Quand je rentre à l’hôtel, mes pas sont lourds. Je suis vite essoufflée et à bout de forces. J’atteins ma chambre en zigzaguant légèrement. Une nouvelle crise me guette. Heureusement, je peux m’affaler sur le sol dans la fraicheur de la climatisation avant qu’elle ne se déclenche totalement. Je reste ainsi quelque temps. Puis je m’endors sur mon lit, anéantie par cet épisode.

Le lendemain, j’appréhende de sortir toute seule. J’ai de l’eau, de quoi manger et au pire il y a le room service. Je peux tenir cloitrée quelques jours. C’est certain, je suis très affectée par l’événement de la veille. Ce malaise a été bien plus brutal et virulent que les deux de Bangkok. Mais la promesse que j’ai faite hier soir m’oblige. Alors en fin d’après-midi, je décide de me rendre à la pharmacie. Elle se trouve à 500 mètres. S’il m’arrive quoi que ce soit, je m’assiérai ou je m’allongerai sur le trottoir. Je rassemble donc mon courage et j’y vais.

# Données fournies
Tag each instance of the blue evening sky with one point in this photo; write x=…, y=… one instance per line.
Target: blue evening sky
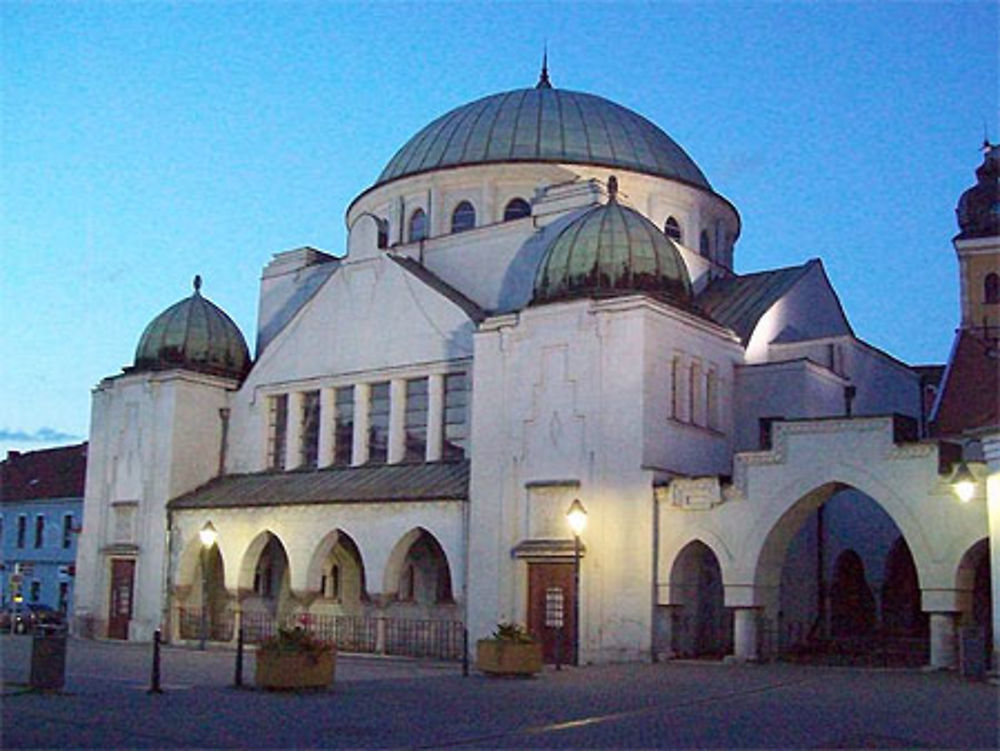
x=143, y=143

==

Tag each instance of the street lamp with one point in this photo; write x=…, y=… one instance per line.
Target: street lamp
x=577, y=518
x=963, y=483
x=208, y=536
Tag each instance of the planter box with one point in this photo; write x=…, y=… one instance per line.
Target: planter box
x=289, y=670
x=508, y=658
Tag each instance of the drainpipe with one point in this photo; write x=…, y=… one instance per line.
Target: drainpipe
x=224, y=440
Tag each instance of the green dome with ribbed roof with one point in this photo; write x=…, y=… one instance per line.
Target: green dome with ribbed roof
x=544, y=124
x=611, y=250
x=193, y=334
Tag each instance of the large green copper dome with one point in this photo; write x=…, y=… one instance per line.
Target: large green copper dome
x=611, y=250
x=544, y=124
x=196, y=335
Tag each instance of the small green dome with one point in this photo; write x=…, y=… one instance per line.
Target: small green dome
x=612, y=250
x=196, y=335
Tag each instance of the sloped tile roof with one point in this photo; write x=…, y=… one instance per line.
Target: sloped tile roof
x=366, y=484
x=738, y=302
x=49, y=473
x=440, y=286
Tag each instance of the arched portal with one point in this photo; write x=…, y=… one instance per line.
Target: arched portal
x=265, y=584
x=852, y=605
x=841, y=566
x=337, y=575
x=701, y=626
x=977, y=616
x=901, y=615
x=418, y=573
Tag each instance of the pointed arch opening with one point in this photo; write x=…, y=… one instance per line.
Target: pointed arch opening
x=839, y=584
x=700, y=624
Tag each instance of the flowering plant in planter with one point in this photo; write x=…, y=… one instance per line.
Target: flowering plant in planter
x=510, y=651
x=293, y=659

# Activités
(a) Recopiez le passage du récit du malaise qui commence par « Quand je rentre » et se poursuit jusqu'à « par cet épisode. ».
(b) Dans le récit du malaise, réécrivez sous forme de liste le paragraphe qui débute par « Le lendemain, j'appréhende », en conservant ses faits principaux.
(c) Reprenez le récit du malaise à la suite de sa dernière phrase.

# Corrigé de l'exercice
(a)
Quand je rentre à l’hôtel, mes pas sont lourds. Je suis vite essoufflée et à bout de forces. J’atteins ma chambre en zigzaguant légèrement. Une nouvelle crise me guette. Heureusement, je peux m’affaler sur le sol dans la fraicheur de la climatisation avant qu’elle ne se déclenche totalement. Je reste ainsi quelque temps. Puis je m’endors sur mon lit, anéantie par cet épisode.

(b)
- Le lendemain, j'appréhende de sortir seule.
- J'ai de l'eau, de quoi manger et le room service : je peux rester enfermée quelques jours.
- Je suis très affectée par le malaise de la veille, plus brutal et virulent que les deux de Bangkok.
- La promesse faite la veille au soir m'oblige pourtant à sortir.
- En fin d'après-midi, je décide d'aller à la pharmacie, à 500 mètres.
- En cas de problème, je m'assiérai ou m'allongerai sur le trottoir.
- Je rassemble mon courage et j'y vais.

(c)
Onze-douze minutes à pied, voilà la durée qu’il m’a fallu pour l’atteindre hors d’haleine, nauséeuse, les lèvres et le visage transparents. Une fois à l’intérieur, la pharmacienne me fait m’étendre immédiatement dans un local dédié et prend ma tension : « 8.5, évidemment ». Elle me laisse me reposer un peu avant de venir vers moi pour essayer de comprendre et m’aider. Je lui raconte l’opération, le diagnostic d’hypotension orthostatique, les médicaments, les crises de Bangkok et celle d’hier. Elle compatit. Elle sort à peine d’un « Covid long » qui l’a affaiblie durant plus de 18 mois. Pour elle, ce qui l’a soignée ce sont des séances d’acupuncture régulières. Elle me demande si je suis d’accord pour qu’elle me mette en relation avec sa thérapeute afin d’obtenir un rendez-vous rapidement. Elle me conseille également de me faire masser tous les deux ou trois jours et de reprendre des compléments alimentaires et des fortifiants. Dans l’état dans lequel je me trouve, je suis prête à tout. Je quitte la pharmacie une heure et demie plus tard, une séance d’acupuncture prévue le lendemain à Krabi et un sac rempli de vitamines et autres produits « bons pour ce que j’ai ».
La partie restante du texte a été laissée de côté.